Task requirements: Determine how many lines in the listing hold "above" and give only that number.
________
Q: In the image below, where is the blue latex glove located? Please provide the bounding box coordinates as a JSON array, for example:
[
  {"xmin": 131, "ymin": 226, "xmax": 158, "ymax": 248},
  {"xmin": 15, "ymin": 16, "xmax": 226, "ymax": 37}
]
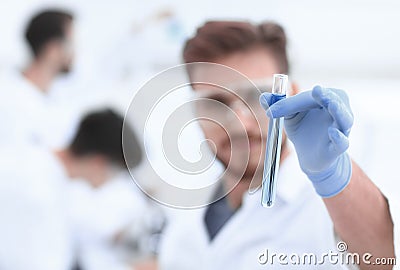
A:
[{"xmin": 260, "ymin": 86, "xmax": 354, "ymax": 197}]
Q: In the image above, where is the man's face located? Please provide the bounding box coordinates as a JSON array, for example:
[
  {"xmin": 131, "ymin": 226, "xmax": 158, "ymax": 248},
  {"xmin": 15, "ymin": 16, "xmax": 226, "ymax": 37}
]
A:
[
  {"xmin": 43, "ymin": 21, "xmax": 74, "ymax": 74},
  {"xmin": 61, "ymin": 151, "xmax": 111, "ymax": 188},
  {"xmin": 192, "ymin": 47, "xmax": 287, "ymax": 179},
  {"xmin": 59, "ymin": 21, "xmax": 74, "ymax": 73}
]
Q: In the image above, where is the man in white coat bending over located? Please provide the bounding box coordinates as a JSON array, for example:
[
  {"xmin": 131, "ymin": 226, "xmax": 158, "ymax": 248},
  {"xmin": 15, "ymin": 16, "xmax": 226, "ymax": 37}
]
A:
[{"xmin": 158, "ymin": 21, "xmax": 396, "ymax": 270}]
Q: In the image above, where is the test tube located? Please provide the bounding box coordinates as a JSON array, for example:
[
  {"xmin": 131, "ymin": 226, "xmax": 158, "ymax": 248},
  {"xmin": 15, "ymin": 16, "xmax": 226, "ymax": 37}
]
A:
[{"xmin": 261, "ymin": 74, "xmax": 288, "ymax": 208}]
________
Solution: 3